(Recorded data):
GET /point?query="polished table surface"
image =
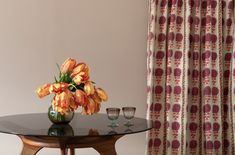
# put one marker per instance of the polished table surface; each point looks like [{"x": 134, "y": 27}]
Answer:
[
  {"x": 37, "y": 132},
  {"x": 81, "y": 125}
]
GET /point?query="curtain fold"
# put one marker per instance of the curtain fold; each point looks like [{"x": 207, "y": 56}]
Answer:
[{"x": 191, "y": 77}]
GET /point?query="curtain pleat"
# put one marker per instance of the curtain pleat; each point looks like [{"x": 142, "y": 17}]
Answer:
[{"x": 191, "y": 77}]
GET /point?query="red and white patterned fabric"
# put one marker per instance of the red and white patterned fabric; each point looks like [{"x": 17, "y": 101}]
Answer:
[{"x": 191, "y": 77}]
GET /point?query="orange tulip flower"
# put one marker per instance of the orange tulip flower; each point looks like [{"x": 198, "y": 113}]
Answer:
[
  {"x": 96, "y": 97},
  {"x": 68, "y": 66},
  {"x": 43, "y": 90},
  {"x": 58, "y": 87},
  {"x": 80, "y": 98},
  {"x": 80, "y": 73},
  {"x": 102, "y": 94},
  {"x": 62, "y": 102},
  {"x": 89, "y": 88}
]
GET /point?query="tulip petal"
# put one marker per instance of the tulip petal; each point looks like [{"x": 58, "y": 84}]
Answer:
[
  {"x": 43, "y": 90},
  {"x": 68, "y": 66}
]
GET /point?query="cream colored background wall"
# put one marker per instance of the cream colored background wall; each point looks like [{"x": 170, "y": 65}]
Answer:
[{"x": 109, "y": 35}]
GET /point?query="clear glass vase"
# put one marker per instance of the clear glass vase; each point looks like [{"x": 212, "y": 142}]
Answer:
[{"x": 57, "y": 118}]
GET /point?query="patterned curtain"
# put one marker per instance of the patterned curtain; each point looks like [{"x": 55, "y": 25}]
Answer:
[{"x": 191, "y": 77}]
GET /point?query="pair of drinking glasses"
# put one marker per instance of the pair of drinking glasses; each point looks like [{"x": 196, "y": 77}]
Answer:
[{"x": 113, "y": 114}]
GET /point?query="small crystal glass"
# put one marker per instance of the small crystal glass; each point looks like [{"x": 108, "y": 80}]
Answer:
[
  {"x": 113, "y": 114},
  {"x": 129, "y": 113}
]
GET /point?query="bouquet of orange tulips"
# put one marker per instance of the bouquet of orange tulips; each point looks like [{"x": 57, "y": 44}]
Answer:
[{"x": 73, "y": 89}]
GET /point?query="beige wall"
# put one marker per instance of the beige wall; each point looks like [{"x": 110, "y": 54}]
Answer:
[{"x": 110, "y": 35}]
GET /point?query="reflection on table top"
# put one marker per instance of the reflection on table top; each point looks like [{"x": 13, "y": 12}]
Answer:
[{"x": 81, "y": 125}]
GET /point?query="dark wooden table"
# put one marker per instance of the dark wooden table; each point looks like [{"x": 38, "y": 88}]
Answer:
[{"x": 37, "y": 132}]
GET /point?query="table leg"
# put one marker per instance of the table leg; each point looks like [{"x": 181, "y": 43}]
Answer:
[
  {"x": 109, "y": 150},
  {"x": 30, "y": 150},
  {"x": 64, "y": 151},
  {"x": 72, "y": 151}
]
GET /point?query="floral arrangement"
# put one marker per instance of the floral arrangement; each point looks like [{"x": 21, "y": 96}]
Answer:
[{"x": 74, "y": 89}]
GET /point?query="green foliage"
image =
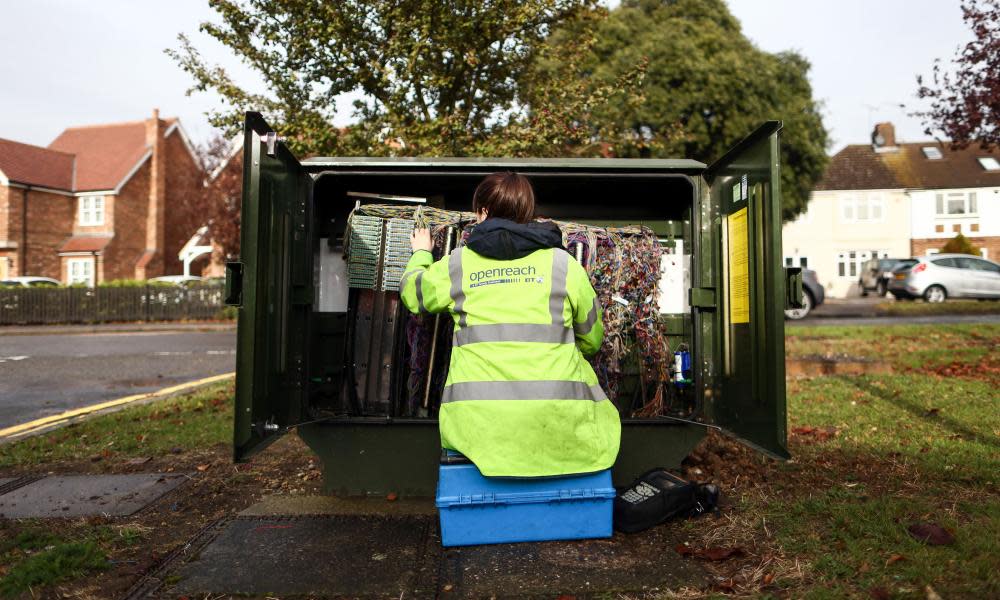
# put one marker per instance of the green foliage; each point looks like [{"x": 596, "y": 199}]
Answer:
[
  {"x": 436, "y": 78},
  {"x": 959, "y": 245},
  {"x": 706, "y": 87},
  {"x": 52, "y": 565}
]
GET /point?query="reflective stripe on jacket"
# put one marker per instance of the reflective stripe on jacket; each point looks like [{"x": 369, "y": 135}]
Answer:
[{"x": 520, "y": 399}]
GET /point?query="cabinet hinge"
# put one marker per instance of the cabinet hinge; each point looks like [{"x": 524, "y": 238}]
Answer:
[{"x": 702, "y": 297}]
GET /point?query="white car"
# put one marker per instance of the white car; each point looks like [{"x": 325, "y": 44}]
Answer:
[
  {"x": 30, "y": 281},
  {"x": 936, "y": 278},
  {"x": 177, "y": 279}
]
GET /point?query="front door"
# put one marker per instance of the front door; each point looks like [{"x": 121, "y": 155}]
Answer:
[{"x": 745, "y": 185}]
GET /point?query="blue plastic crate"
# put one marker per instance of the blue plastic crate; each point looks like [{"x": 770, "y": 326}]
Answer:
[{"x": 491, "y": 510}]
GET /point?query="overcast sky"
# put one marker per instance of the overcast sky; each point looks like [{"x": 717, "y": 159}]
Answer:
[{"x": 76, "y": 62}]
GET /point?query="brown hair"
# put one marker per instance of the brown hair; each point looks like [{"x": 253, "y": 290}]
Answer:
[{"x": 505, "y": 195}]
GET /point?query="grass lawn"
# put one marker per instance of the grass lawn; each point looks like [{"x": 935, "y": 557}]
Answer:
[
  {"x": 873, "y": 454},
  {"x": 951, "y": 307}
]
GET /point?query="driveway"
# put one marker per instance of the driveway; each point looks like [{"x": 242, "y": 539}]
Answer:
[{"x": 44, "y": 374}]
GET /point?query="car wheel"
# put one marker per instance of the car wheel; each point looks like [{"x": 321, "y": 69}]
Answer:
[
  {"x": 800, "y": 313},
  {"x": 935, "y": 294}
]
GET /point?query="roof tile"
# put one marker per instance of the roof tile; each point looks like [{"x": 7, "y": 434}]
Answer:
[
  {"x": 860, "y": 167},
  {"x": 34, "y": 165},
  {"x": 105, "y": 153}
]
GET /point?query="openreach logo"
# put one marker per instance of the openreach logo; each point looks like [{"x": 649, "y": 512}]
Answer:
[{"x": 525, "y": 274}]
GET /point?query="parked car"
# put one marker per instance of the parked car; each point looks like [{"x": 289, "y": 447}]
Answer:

(Directions for this task): Retype every entry verbatim and exclude the pictures from the copy.

(Result):
GET /point?query="polished table surface"
image =
# put one marker per instance of the polished table surface; each point looks like [{"x": 134, "y": 27}]
Answer:
[
  {"x": 37, "y": 132},
  {"x": 81, "y": 125}
]
GET /point?query="curtain fold"
# put one marker per instance of the curtain fold; each point looks like [{"x": 207, "y": 56}]
Answer:
[{"x": 191, "y": 77}]
GET /point?query="curtain pleat"
# put one marker per instance of the curtain pleat; each point looks like [{"x": 142, "y": 17}]
Answer:
[{"x": 191, "y": 77}]
GET /point?query="red and white patterned fabric"
# put one marker per instance of the red and white patterned fabric; each point looks like [{"x": 17, "y": 101}]
Answer:
[{"x": 191, "y": 77}]
GET /point?query="orange tulip flower"
# put one marker per instance of the orange tulip flower; each point looks like [{"x": 198, "y": 113}]
Answer:
[
  {"x": 96, "y": 97},
  {"x": 68, "y": 66},
  {"x": 43, "y": 90},
  {"x": 58, "y": 87},
  {"x": 80, "y": 98},
  {"x": 80, "y": 73},
  {"x": 102, "y": 94},
  {"x": 62, "y": 102},
  {"x": 89, "y": 88}
]
GET /point?query="tulip petal"
# put one marker per instance of the tulip petal; each point looks like [{"x": 58, "y": 84}]
Answer:
[
  {"x": 43, "y": 90},
  {"x": 68, "y": 66}
]
GET /point?query="cream colored background wall"
# put one marker per instance of the cream colored background wall; each point looks like [{"x": 170, "y": 65}]
Answer:
[{"x": 109, "y": 35}]
GET /point?query="clear glass vase"
# put one marker per instance of the clear glass vase; each point looks like [{"x": 212, "y": 142}]
Answer:
[{"x": 57, "y": 118}]
GET /point?query="patterned curtain"
# put one marker per instance of the patterned curtain; each point looks like [{"x": 55, "y": 25}]
Answer:
[{"x": 191, "y": 77}]
GET /point?query="pair of drinking glasses"
# put one marker per instance of the pair of drinking glasses; each point looks like [{"x": 196, "y": 77}]
Answer:
[{"x": 113, "y": 114}]
GET /point?query="small crystal glass"
# put one marker per instance of the small crystal glass; each point looks like [{"x": 108, "y": 80}]
Answer:
[
  {"x": 113, "y": 114},
  {"x": 129, "y": 113}
]
GET /point?query="bouquet of orange tulips"
# put one marker per instance of the bouquet of orange tulips; each point looks like [{"x": 57, "y": 44}]
Answer:
[{"x": 73, "y": 89}]
GET /point?query="beige wall"
# put one marker per instance of the beige wall; each point looks like [{"x": 110, "y": 54}]
Answer:
[{"x": 110, "y": 35}]
GET /point?query="reflection on table top"
# put one marker per instance of the reflection on table top; each point looks like [{"x": 13, "y": 12}]
Answer:
[{"x": 81, "y": 125}]
GET /point?query="dark wooden table"
# put one marker per instance of the dark wooden table; each point looks like [{"x": 38, "y": 88}]
Answer:
[{"x": 37, "y": 132}]
GET /point?query="table leg"
# put one marker per instance of the table leg; each point looks like [{"x": 181, "y": 43}]
Answer:
[
  {"x": 109, "y": 150},
  {"x": 30, "y": 150},
  {"x": 64, "y": 151},
  {"x": 72, "y": 151}
]
GET /point?query="floral arrangement"
# put one marker per instance of the floral arrangement; each point looks like [{"x": 21, "y": 96}]
Answer:
[{"x": 74, "y": 89}]
GET /point?query="green foliage"
image =
# put one marker per instance of the green foliage; each point looks like [{"x": 596, "y": 199}]
Answer:
[
  {"x": 436, "y": 78},
  {"x": 959, "y": 245},
  {"x": 706, "y": 87},
  {"x": 52, "y": 565}
]
GET /point?query="reflective stripe on jacket"
# put one marker per instance of the reflective stripe on jacket; each point looks like [{"x": 369, "y": 135}]
Answer:
[{"x": 520, "y": 399}]
GET /point?query="cabinet hinge"
# put one marker per instance of the cabinet hinge; each point looks like [{"x": 524, "y": 238}]
Answer:
[{"x": 702, "y": 297}]
GET /point?query="white car"
# put one marker per instance of the white car; each point looks like [{"x": 325, "y": 44}]
Answer:
[
  {"x": 30, "y": 281},
  {"x": 936, "y": 278},
  {"x": 177, "y": 279}
]
GET /point?query="front door"
# put one marker per instance of the front door; each point looks like [{"x": 121, "y": 155}]
Answer:
[{"x": 745, "y": 185}]
GET /point?query="blue plastic crate"
# put one marker per instance of the blue plastic crate; each point looks like [{"x": 770, "y": 326}]
Answer:
[{"x": 491, "y": 510}]
GET /point?query="overcast sky"
# put one marker per instance of the overcast sky; each point looks like [{"x": 717, "y": 159}]
Answer:
[{"x": 76, "y": 62}]
GET /point?query="brown hair"
# put one marker per instance of the brown hair; each point looks like [{"x": 253, "y": 290}]
Answer:
[{"x": 505, "y": 195}]
GET /point?query="grass lawn"
# put one marker per instance of the grass lawn; each point looks like [{"x": 935, "y": 557}]
Answer:
[
  {"x": 873, "y": 454},
  {"x": 951, "y": 307}
]
GET /point?query="driveway"
# put one marker per instance of the driveway; each point looks like [{"x": 242, "y": 539}]
Answer:
[{"x": 44, "y": 374}]
GET /point?query="car wheel"
# put one marker per instance of the car wheel; each point looks like [{"x": 321, "y": 69}]
Answer:
[
  {"x": 800, "y": 313},
  {"x": 935, "y": 294}
]
GET /point?query="roof tile"
# put one marker per instance of the roof tile; each point looks like [{"x": 7, "y": 434}]
Answer:
[
  {"x": 860, "y": 167},
  {"x": 34, "y": 165},
  {"x": 105, "y": 153}
]
GET /point?query="openreach logo"
# put one marker per instance of the openreach logo; each point looks like [{"x": 649, "y": 512}]
Answer:
[{"x": 525, "y": 274}]
GET /point?query="parked car"
# put one marker per instance of the parked car; each point looks like [{"x": 289, "y": 447}]
Answer:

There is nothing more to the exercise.